--- Start of Provided material ---

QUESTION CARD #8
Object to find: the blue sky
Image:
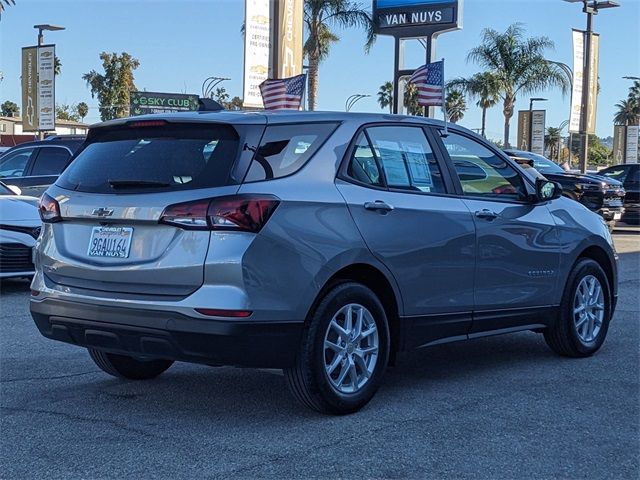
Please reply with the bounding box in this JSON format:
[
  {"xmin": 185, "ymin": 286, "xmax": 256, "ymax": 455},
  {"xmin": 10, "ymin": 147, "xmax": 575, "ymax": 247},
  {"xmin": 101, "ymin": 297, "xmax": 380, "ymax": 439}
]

--- End of Provided material ---

▶ [Task to complete]: Recast the data above as a Markdown table with the columns Row and Line, giving each line its own numbered row and skipping any blank lines. Leave the picture out.

▶ [Response below]:
| Row | Line |
|---|---|
| 1 | QUESTION CARD #8 |
| 2 | Object to find: the blue sky |
| 3 | Image: |
| 4 | Please reply with the bounding box in this JSON format: |
| 5 | [ |
| 6 |   {"xmin": 185, "ymin": 286, "xmax": 256, "ymax": 455}, |
| 7 |   {"xmin": 10, "ymin": 147, "xmax": 575, "ymax": 247}, |
| 8 |   {"xmin": 101, "ymin": 297, "xmax": 380, "ymax": 439} |
| 9 | ] |